Update the rows starting at the line containing "Task: Where can the dark" and ending at the last row, replacing "concrete sidewalk" with "cement walkway" and leaving everything else unchanged. Give only these updated rows.

- - - -

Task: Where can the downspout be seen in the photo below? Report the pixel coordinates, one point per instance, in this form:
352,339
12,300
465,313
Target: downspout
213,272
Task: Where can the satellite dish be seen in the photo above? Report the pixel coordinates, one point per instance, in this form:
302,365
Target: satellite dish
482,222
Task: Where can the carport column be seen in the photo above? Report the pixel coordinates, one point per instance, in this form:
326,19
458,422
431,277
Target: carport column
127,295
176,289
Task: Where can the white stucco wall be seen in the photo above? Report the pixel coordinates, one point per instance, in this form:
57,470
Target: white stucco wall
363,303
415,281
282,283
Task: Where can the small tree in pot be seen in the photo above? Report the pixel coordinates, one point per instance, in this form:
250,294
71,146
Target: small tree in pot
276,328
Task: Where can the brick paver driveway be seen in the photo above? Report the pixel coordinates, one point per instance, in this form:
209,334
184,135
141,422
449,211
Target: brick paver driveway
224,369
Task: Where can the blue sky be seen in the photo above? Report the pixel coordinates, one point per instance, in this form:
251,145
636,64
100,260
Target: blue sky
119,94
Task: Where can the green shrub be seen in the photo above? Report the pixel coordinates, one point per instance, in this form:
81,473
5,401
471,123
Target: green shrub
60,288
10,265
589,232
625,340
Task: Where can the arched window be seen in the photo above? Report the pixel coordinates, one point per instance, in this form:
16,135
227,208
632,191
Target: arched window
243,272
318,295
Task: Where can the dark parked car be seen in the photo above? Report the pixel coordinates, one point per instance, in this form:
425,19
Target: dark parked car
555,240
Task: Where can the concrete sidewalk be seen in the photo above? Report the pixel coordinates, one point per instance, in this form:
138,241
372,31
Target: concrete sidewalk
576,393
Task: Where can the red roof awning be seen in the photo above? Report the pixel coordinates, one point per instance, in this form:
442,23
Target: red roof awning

- - - -

-- RIGHT ANSWER --
Task: Where can the dark parked car be seen in the photo above? Report the pixel coordinates, one point per instance, in this form:
425,19
Target: dark parked car
555,240
Task: Where can the cement walkway be seen in the photo above? Report the pixel coordinates, one point per instance, in this form:
138,241
372,31
Target: cement walkway
576,393
Task: Where can the red roof awning be seen in the photo above? Report the pixel coordinates, one point per instance, in this form:
442,23
Target: red roof awning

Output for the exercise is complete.